[SHORT TASK]: Recast every line of the entries below as a numbered list, omitting any blank lines.

[RECORDS FOR THE EXERCISE]:
··········
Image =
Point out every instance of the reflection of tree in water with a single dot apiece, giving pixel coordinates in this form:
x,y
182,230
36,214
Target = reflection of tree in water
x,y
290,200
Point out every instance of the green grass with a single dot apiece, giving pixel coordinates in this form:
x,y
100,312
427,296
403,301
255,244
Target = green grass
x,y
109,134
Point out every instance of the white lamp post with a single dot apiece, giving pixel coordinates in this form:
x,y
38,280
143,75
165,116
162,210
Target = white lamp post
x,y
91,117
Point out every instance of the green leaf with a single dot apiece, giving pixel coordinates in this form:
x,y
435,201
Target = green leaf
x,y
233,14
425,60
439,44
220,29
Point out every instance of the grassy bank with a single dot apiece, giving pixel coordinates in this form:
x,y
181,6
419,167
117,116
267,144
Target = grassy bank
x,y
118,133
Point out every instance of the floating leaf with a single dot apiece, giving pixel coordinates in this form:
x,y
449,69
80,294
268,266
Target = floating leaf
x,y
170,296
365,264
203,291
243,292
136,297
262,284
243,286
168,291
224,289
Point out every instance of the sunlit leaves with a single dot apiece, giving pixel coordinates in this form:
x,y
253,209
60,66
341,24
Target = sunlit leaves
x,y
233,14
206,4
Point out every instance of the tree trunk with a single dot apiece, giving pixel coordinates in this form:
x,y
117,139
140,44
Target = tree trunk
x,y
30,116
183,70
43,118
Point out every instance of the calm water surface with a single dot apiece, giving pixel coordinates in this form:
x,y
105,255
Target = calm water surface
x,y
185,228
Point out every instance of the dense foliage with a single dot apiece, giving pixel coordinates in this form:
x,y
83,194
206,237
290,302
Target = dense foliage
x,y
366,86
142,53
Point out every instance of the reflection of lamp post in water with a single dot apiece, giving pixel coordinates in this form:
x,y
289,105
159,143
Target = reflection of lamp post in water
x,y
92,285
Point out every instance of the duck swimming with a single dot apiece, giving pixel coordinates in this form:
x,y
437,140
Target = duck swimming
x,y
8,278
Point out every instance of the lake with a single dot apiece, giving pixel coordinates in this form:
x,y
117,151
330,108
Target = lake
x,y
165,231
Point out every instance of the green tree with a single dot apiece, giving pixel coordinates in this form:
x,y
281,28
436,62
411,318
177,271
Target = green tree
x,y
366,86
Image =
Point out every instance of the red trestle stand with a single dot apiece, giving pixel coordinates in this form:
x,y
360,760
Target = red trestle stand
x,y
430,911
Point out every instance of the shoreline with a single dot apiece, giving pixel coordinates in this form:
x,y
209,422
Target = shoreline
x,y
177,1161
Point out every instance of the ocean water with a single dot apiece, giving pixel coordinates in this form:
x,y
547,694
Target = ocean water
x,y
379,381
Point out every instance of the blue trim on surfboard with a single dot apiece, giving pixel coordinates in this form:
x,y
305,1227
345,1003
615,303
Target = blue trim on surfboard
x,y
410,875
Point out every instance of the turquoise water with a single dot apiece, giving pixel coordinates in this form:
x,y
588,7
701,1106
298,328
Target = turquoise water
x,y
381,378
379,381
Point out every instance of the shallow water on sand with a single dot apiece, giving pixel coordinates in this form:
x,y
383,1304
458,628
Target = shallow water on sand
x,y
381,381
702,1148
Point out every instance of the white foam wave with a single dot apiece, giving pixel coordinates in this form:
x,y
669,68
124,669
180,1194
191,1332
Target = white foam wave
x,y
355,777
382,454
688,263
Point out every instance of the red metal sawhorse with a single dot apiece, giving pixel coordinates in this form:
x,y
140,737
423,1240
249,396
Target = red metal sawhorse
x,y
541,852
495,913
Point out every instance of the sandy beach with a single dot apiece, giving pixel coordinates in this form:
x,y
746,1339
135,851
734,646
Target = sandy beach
··········
[THE COMPLETED TASK]:
1. Image =
2. Point out every instance of the reflection of tree in water with a single dot apiece, giving pixel coordinates in this form:
3. x,y
4. 182,230
5. 36,214
6. Target = reflection of tree in water
7. x,y
8. 290,200
9. Point out every instance of the green grass with a single dot apiece, giving pixel coordinates in this form:
10. x,y
11. 100,312
12. 427,296
13. 403,301
14. 255,244
15. Target = green grass
16. x,y
17. 109,134
18. Point out every instance of the white lamp post with a single dot apiece, giving pixel coordinates in this form:
19. x,y
20. 38,280
21. 143,75
22. 165,116
23. 162,210
24. Target = white lamp post
25. x,y
26. 91,117
27. Point out every instance of the green leaf with a single dot apiece, giving pixel coordinates in this form:
28. x,y
29. 435,201
30. Target = green leaf
31. x,y
32. 233,14
33. 425,60
34. 439,44
35. 220,29
36. Point out every instance of the grassy bank with a single dot apiece, giving pixel coordinates in this form:
37. x,y
38. 181,6
39. 419,167
40. 117,116
41. 267,144
42. Target = grassy bank
43. x,y
44. 118,133
45. Point out every instance of the floating leaf with a single dot apiece, giving pixel coordinates in this form:
46. x,y
47. 449,69
48. 80,294
49. 268,266
50. Target = floating leaf
51. x,y
52. 170,296
53. 365,264
54. 203,291
55. 243,292
56. 136,297
57. 262,284
58. 243,286
59. 168,291
60. 224,289
61. Point out every instance of the sunlit leaves with a single dot apiece, giving pixel coordinates in this form:
62. x,y
63. 253,209
64. 60,66
65. 341,24
66. Target = sunlit leaves
67. x,y
68. 233,14
69. 206,4
70. Point out every instance of the tree trunk with a single dot apiece, giving pixel coordinates in this form:
71. x,y
72. 117,139
73. 140,44
74. Target = tree trunk
75. x,y
76. 30,116
77. 183,70
78. 43,118
79. Point out every instance of the calm water surface with a single dot apiece, giving pixel coordinates in this form:
80. x,y
81. 105,255
82. Target = calm water surface
83. x,y
84. 185,228
85. Point out every instance of the dense foliage with a single dot apiece, giving pixel coordinates in this form:
86. x,y
87. 83,194
88. 206,237
89. 290,302
90. Target = dense foliage
91. x,y
92. 366,86
93. 142,53
94. Point out every instance of the reflection of lamp post in water with a single dot apiece, giving pixel coordinates in this form:
95. x,y
96. 289,105
97. 159,143
98. Target = reflection of lamp post in water
99. x,y
100. 92,285
101. Point out every instance of the duck swimming with a single dot apiece, giving pixel coordinates in this form:
102. x,y
103. 437,140
104. Target = duck swimming
105. x,y
106. 8,278
107. Point out every instance of the lake with a single dot apiece, giving pixel coordinates in this form:
108. x,y
109. 117,151
110. 330,108
111. Target = lake
112. x,y
113. 165,231
114. Point out every instance of the green tree with a single dot apiece, giving pixel coordinates in this form:
115. x,y
116. 281,28
117. 436,62
118. 411,318
119. 177,271
120. Target = green tree
121. x,y
122. 366,86
123. Image =
124. Point out every instance of the red trestle stand with a single dot apiece, giving pixel coordinates in this form:
125. x,y
126. 360,760
127. Target = red trestle stand
128. x,y
129. 430,911
130. Point out every instance of the shoreline with a single dot apiece, giving pixel coordinates in this form:
131. x,y
132. 209,422
133. Target = shoreline
134. x,y
135. 177,1161
136. Point out every instance of the ocean water with a single dot apiece, giving pixel coordinates in this form:
137. x,y
138. 547,694
139. Target = ocean water
140. x,y
141. 379,381
142. Point out every instance of the blue trim on surfboard with a single dot apiece, giving pixel coordinates in this form:
143. x,y
144. 305,1227
145. 345,1003
146. 615,303
147. Target = blue trim on surfboard
148. x,y
149. 410,875
150. Point out every instance of the turquoise water with a single dot apiece, giving pixel coordinates in this form:
151. x,y
152. 588,7
153. 701,1106
154. 298,328
155. Target = turquoise water
156. x,y
157. 381,378
158. 379,381
159. Point out every instance of the shallow water on sand with a single dot apiece, giving pixel coordinates in this form:
160. x,y
161. 383,1304
162. 458,628
163. Target = shallow water on sand
164. x,y
165. 381,381
166. 702,1148
167. Point out every instance of the white foam wave with a single dot apiece, giving pixel coordinates in this form:
168. x,y
169. 669,68
170. 124,669
171. 180,1194
172. 191,1332
173. Target = white foam wave
174. x,y
175. 355,777
176. 382,454
177. 688,263
178. Point out every instance of the red metal sawhorse with a single dot apiece, giving pixel coordinates in this form:
179. x,y
180. 140,737
181. 423,1240
182. 249,396
183. Target = red metal sawhorse
184. x,y
185. 541,852
186. 495,913
187. Point out every instance of the sandy beach with a single dot apiece, giving pixel coordinates in this form:
188. x,y
189. 746,1339
190. 135,851
191. 734,646
192. Target = sandy beach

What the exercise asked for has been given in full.